Only the line containing "white superstructure, placed" and those after it, up to the end of the records below, are to be set down, exactly as written.

======== MATERIAL PROVIDED

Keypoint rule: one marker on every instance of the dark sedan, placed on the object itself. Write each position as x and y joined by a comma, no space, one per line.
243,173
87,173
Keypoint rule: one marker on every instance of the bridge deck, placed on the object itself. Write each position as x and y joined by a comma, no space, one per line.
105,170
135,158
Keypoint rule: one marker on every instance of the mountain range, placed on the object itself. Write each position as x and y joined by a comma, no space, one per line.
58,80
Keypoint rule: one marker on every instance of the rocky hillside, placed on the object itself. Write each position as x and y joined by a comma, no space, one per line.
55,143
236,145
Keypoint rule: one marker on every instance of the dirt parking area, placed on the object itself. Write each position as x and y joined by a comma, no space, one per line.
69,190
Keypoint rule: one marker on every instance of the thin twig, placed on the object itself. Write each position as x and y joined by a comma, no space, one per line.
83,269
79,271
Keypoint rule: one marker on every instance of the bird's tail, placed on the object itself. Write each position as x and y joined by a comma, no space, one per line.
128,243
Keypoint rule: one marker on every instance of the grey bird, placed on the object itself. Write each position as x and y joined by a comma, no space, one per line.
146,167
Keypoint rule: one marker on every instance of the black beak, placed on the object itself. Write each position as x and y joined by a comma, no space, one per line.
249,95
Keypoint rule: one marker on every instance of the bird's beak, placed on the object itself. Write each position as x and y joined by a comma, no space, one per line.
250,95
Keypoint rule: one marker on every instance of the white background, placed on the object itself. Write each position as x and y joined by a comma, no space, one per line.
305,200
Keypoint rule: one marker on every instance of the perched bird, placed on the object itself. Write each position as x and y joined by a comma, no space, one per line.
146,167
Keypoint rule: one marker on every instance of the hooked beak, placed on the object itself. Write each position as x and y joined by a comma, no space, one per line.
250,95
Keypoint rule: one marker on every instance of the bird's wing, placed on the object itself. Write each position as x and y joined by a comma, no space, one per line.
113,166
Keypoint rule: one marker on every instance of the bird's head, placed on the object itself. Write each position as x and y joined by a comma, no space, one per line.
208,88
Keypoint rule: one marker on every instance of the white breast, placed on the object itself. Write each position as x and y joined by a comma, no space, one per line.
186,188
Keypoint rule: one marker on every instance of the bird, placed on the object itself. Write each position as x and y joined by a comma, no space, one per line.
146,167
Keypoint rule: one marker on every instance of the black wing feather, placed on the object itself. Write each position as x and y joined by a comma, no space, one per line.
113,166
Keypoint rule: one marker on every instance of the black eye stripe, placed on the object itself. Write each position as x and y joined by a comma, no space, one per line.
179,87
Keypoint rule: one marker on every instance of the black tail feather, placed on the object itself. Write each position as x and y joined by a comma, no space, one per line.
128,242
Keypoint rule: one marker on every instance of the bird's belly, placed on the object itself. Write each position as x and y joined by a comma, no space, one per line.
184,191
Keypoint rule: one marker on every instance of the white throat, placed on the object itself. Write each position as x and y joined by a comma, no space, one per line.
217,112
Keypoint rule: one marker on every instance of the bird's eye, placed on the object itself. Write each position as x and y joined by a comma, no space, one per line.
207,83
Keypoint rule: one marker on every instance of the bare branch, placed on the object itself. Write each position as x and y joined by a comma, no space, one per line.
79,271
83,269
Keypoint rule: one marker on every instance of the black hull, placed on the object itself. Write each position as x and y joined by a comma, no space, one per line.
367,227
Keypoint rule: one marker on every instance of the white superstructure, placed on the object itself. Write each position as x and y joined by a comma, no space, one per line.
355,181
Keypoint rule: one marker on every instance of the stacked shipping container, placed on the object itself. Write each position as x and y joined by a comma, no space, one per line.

================

### [RESULT BELOW]
Keypoint rule: one marker on every instance of the white superstructure, placed on the object itself. Write each position as x and y joined by a comma, no space, one per line.
355,181
Keypoint rule: one marker on every instance of the stacked shipping container, placed on the object itself. Write each position as x and y joined by a comma, no space, one per line.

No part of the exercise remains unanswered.